_DOCUMENT SECTION_:

------

Monade : A Few Steps More

Jeff Terich

Two years ago, Laetitia Sadier proved she was not only in the most productive band on earth, Stereolab, but was also the most productive member, releasing Socialisme Ou Barbare, her other musical project apart from the band. Compared to the lush arrangements of the latter-day `lab, Monade sounded more subtle by comparison, as the songs were smaller and less produced, giving the project a home-recording feel, though it still carried traces of Sadier’s full-time outfit. Each song was a mini-nugget of space age bachelor pad joy, but failed to reach the heights of many of Stereolab’s best moments. For all intents and purposes it was a commercially released demo. Not that that stopped any of us from enjoying its subtle pleasures.

In two years time, however, Sadier has upped the production values, stepped away from the drum machine and found herself credited with a much denser and more ambitious affair. Monade’s second album, A Few Steps More is a far more accomplished album than Socialisme, playing tunes that share more in common with Stereolab than before, as the songs are all full-band arrangements with plenty of jazz-influenced melodies and retro-kitschy keyboards. And yet, A Few Steps More is the record that will set Monade apart as something other than Stereolab Jr.

------

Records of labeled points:
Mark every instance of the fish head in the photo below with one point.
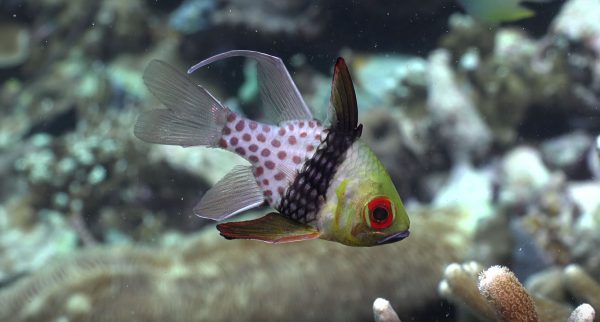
(368, 210)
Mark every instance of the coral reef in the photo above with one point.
(499, 296)
(383, 311)
(193, 278)
(16, 42)
(491, 131)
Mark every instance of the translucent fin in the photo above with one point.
(342, 104)
(236, 192)
(192, 117)
(272, 228)
(278, 91)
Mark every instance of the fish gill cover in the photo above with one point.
(489, 131)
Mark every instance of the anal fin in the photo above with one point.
(272, 228)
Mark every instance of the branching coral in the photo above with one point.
(209, 278)
(499, 296)
(506, 294)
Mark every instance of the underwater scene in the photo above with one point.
(290, 160)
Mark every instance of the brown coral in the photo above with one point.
(504, 291)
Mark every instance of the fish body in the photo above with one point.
(323, 181)
(497, 11)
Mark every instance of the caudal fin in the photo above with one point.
(193, 116)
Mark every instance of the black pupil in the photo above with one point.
(380, 214)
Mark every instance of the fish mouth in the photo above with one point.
(394, 237)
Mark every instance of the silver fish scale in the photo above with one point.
(305, 196)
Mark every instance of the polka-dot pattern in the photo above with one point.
(277, 153)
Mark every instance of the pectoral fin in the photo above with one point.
(272, 228)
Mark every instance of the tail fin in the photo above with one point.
(193, 116)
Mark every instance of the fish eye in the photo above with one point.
(379, 213)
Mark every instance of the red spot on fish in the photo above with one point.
(259, 171)
(240, 151)
(270, 165)
(240, 125)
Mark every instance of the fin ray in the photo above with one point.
(272, 228)
(193, 116)
(237, 191)
(278, 91)
(343, 106)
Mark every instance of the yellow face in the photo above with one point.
(368, 210)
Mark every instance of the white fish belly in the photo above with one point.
(276, 153)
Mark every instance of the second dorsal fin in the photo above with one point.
(342, 104)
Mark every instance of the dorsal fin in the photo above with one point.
(342, 104)
(278, 92)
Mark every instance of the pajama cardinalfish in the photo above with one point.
(323, 181)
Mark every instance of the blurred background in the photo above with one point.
(488, 123)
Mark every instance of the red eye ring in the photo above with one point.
(381, 215)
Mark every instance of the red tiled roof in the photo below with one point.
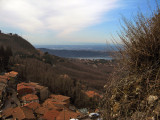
(91, 93)
(22, 86)
(41, 110)
(59, 98)
(3, 77)
(51, 115)
(33, 105)
(21, 113)
(8, 112)
(33, 85)
(3, 81)
(51, 104)
(12, 74)
(67, 114)
(29, 97)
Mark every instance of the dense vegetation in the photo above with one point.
(76, 53)
(48, 70)
(5, 54)
(134, 91)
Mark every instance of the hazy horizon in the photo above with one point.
(61, 22)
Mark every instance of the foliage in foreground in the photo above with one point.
(134, 91)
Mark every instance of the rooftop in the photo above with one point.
(29, 97)
(33, 105)
(19, 113)
(11, 74)
(23, 113)
(20, 86)
(59, 98)
(51, 115)
(67, 115)
(91, 93)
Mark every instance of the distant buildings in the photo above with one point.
(6, 80)
(33, 88)
(54, 107)
(29, 98)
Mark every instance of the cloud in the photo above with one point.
(62, 16)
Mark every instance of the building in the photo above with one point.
(12, 78)
(51, 104)
(23, 89)
(18, 113)
(92, 94)
(67, 115)
(51, 115)
(61, 98)
(41, 91)
(33, 105)
(29, 98)
(2, 93)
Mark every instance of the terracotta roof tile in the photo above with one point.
(51, 115)
(22, 86)
(66, 115)
(91, 93)
(7, 112)
(19, 113)
(59, 98)
(23, 113)
(29, 97)
(33, 105)
(41, 110)
(11, 74)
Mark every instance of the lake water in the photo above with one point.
(93, 58)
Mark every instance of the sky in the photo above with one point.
(68, 22)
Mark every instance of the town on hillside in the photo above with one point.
(31, 101)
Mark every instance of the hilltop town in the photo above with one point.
(31, 101)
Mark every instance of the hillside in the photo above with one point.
(17, 43)
(76, 53)
(91, 73)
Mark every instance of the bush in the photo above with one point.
(134, 91)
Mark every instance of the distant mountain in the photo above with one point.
(98, 47)
(17, 44)
(76, 53)
(90, 73)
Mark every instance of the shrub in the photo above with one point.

------

_PROMPT 1_: Restate word for word the passage of the album review between "Jeff Terich" and "its subtle pleasures.", inclusive.
_PROMPT 2_: Quote the records line for line, from the line holding "Mark every instance of the hillside" through the last line of the records, inclusive.
The album review and the records come from separate sources.

_FULL RESPONSE 1_:
Jeff Terich

Two years ago, Laetitia Sadier proved she was not only in the most productive band on earth, Stereolab, but was also the most productive member, releasing Socialisme Ou Barbare, her other musical project apart from the band. Compared to the lush arrangements of the latter-day `lab, Monade sounded more subtle by comparison, as the songs were smaller and less produced, giving the project a home-recording feel, though it still carried traces of Sadier’s full-time outfit. Each song was a mini-nugget of space age bachelor pad joy, but failed to reach the heights of many of Stereolab’s best moments. For all intents and purposes it was a commercially released demo. Not that that stopped any of us from enjoying its subtle pleasures.

_FULL RESPONSE 2_:
Mark every instance of the hillside in the photo above with one point.
(17, 43)
(76, 53)
(91, 73)
Mark every instance of the bush in the photo above with one point.
(134, 91)
Mark every instance of the distant mountain in the photo above with one point.
(98, 47)
(17, 44)
(76, 53)
(90, 73)
Mark every instance of the shrub in the photo above with one point.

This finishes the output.